- WRITTEN INSTRUCTION -
Show each line of the items below that contains the string "brick". Matching is case-sensitive.

- DATA SHOWN -
==*==
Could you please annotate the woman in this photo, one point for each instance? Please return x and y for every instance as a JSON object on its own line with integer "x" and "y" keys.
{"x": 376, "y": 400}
==*==
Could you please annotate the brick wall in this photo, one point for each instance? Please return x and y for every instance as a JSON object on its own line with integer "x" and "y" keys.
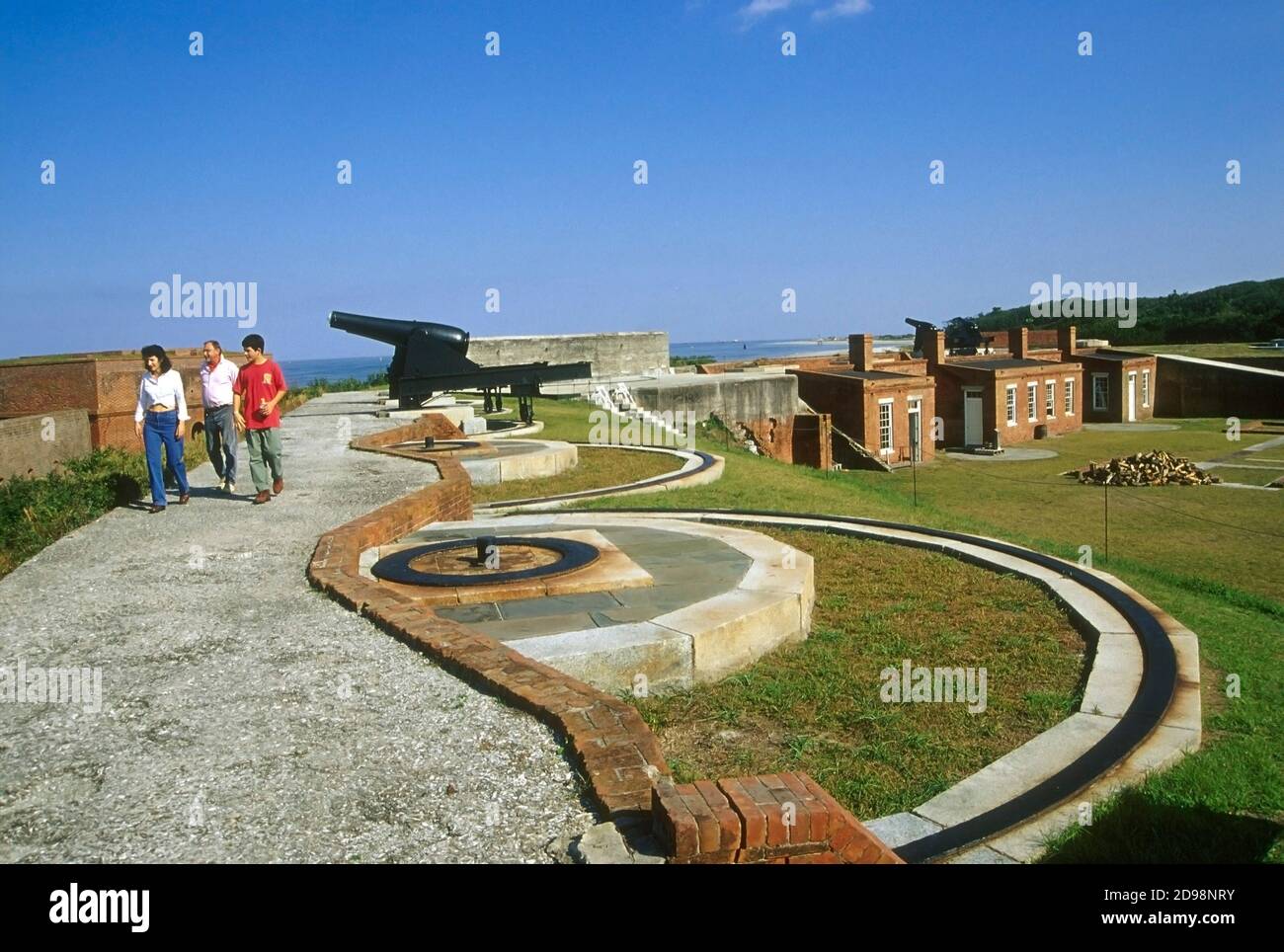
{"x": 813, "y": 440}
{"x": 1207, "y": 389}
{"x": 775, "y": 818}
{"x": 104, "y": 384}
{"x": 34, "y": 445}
==*==
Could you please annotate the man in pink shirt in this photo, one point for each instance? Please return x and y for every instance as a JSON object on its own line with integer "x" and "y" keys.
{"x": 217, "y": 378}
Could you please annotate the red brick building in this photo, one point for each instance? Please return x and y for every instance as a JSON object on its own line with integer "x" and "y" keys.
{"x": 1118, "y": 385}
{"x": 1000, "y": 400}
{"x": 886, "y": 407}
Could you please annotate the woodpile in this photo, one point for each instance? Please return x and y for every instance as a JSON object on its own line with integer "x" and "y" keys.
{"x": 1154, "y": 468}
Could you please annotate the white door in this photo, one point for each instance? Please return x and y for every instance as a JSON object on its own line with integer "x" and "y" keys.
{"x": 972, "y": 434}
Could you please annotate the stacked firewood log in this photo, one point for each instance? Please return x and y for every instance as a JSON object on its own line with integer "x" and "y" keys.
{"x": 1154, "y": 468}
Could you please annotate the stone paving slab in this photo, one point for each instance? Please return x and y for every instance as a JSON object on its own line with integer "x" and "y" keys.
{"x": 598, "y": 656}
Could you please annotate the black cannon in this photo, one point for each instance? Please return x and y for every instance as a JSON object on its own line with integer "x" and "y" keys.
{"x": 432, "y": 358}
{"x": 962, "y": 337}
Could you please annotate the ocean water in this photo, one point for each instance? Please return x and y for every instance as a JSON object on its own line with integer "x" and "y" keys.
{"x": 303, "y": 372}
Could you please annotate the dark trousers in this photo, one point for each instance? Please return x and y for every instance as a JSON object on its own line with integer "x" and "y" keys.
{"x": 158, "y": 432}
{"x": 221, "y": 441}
==*==
- FINISHED TASK -
Could you please annotate the brick wall in this photo, one point for each instance? Please return x and y for every instance as a JSON object on its own line with integer "x" and "y" keys.
Could you please annotate the red brick building in this photo, one point for each instance? Please return x and y for every instance as a JSON object on its own line with integer "x" and "y" keys.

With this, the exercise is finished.